◆ **INSTRUCTION**: Display every line of the material below that contains the string "soup", with matches counted only when the case is identical.

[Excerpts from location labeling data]
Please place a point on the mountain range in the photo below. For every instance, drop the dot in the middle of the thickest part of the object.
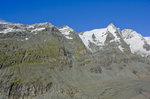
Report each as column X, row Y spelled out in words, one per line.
column 42, row 61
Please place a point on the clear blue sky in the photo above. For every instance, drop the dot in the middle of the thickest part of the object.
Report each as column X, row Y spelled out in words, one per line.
column 81, row 15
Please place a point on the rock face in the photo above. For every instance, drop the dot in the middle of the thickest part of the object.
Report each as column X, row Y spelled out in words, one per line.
column 42, row 61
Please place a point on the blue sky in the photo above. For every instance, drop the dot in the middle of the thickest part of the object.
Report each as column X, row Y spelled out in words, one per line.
column 81, row 15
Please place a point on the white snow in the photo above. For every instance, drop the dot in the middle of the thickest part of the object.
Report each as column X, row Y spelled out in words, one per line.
column 135, row 41
column 65, row 30
column 121, row 48
column 112, row 29
column 100, row 37
column 38, row 29
column 26, row 38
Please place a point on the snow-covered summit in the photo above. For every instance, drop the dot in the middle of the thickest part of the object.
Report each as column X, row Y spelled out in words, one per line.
column 138, row 44
column 66, row 31
column 99, row 36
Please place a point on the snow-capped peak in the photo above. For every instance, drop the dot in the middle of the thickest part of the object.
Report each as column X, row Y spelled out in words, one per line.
column 66, row 31
column 138, row 44
column 99, row 36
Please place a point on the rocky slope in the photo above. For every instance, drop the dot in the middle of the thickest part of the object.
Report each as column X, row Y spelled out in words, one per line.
column 43, row 61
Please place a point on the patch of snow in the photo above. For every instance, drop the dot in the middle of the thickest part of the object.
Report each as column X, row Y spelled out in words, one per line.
column 26, row 38
column 65, row 30
column 38, row 29
column 100, row 37
column 147, row 40
column 112, row 29
column 135, row 41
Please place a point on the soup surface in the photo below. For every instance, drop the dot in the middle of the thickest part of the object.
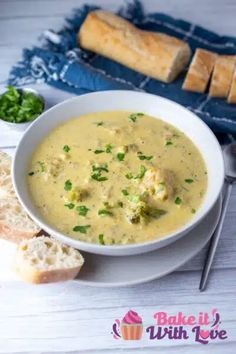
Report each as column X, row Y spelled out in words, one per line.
column 117, row 178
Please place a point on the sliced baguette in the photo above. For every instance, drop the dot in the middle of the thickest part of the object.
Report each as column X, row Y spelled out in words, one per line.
column 222, row 76
column 15, row 224
column 232, row 92
column 200, row 70
column 154, row 54
column 44, row 260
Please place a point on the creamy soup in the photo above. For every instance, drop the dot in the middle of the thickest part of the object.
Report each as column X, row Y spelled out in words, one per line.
column 117, row 178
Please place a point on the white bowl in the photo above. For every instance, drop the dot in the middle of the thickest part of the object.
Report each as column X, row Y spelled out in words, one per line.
column 152, row 105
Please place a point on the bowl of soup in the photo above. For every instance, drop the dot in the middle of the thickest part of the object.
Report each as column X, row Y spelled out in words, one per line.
column 118, row 172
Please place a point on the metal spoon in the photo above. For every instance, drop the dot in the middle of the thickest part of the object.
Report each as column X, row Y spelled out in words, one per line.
column 229, row 154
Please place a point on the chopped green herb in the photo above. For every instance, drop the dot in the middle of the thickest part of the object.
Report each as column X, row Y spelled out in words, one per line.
column 129, row 175
column 83, row 229
column 104, row 212
column 109, row 148
column 66, row 148
column 82, row 209
column 120, row 156
column 142, row 172
column 125, row 192
column 68, row 185
column 156, row 213
column 178, row 200
column 101, row 239
column 18, row 106
column 133, row 117
column 100, row 168
column 70, row 205
column 189, row 180
column 42, row 166
column 169, row 143
column 144, row 157
column 98, row 177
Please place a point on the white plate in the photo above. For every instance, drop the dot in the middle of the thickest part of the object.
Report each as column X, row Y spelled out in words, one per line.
column 108, row 271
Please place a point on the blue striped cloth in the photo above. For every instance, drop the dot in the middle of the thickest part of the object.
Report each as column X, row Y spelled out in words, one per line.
column 63, row 64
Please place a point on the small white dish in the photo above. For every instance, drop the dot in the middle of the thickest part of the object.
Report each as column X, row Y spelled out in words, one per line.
column 132, row 270
column 152, row 105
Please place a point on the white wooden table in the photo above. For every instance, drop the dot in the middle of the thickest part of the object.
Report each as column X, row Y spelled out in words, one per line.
column 67, row 317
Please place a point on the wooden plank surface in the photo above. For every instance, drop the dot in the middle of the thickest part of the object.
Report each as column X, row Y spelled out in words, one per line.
column 69, row 318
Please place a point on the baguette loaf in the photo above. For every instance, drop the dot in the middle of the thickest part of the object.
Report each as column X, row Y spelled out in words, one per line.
column 15, row 224
column 232, row 92
column 44, row 260
column 222, row 76
column 156, row 55
column 199, row 71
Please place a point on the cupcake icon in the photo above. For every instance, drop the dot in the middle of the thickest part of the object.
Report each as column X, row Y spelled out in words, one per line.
column 131, row 326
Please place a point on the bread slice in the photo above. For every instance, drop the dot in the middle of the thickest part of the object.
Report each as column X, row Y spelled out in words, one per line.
column 15, row 224
column 222, row 76
column 154, row 54
column 44, row 260
column 232, row 92
column 199, row 71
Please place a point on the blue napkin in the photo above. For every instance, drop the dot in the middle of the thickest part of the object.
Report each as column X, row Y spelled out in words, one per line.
column 62, row 63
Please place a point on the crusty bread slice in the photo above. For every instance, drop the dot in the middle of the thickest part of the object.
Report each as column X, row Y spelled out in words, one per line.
column 45, row 260
column 200, row 70
column 154, row 54
column 232, row 92
column 222, row 76
column 15, row 224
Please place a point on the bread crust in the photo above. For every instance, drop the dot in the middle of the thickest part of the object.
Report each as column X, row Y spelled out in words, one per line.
column 232, row 92
column 44, row 277
column 199, row 71
column 154, row 54
column 222, row 76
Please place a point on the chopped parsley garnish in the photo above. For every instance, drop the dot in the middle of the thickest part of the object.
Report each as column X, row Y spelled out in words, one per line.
column 66, row 148
column 100, row 168
column 142, row 172
column 81, row 228
column 101, row 239
column 18, row 106
column 70, row 205
column 155, row 213
column 98, row 177
column 169, row 143
column 125, row 192
column 178, row 200
column 140, row 175
column 144, row 157
column 68, row 185
column 82, row 209
column 129, row 175
column 42, row 166
column 104, row 212
column 108, row 148
column 133, row 117
column 189, row 180
column 120, row 156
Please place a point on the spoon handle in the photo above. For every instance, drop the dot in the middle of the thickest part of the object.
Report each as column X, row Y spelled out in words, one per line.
column 215, row 239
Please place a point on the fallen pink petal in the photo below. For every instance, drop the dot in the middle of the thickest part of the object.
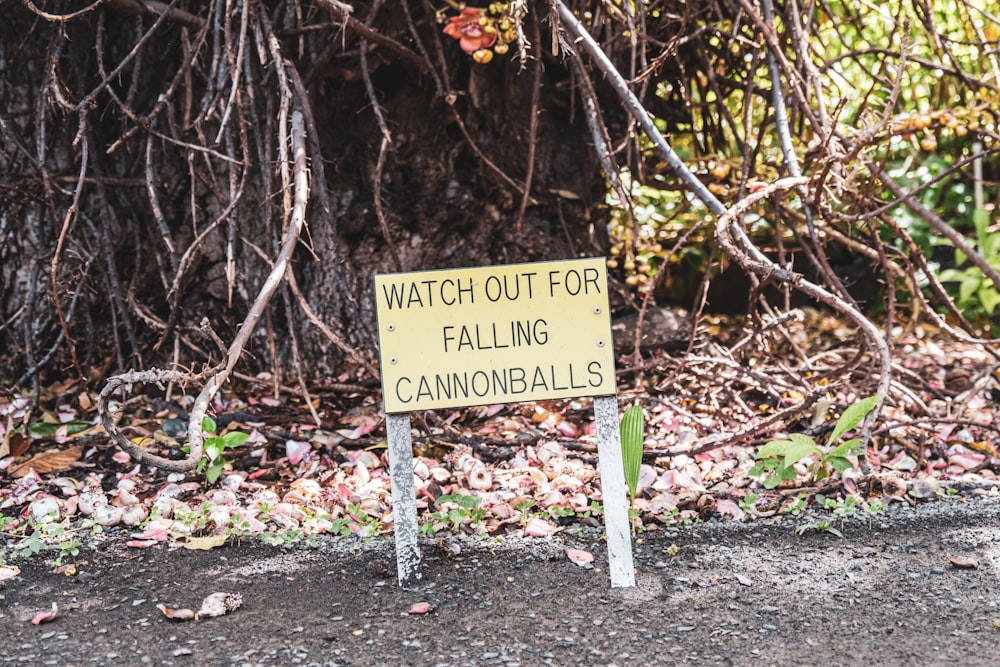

◆ **WRITTEN RESPONSE**:
Please place a point on the soup surface in the photo below. For every instance, drop the dot in the middle of the thickest part of the object.
Please place a point on the creamy soup in the photo above. For every instance, drop the dot in the middle of the thickest part of the object.
Please place a point on the bowl of soup in the photo above. For every instance, drop the dot in the middle of the thickest part of the object.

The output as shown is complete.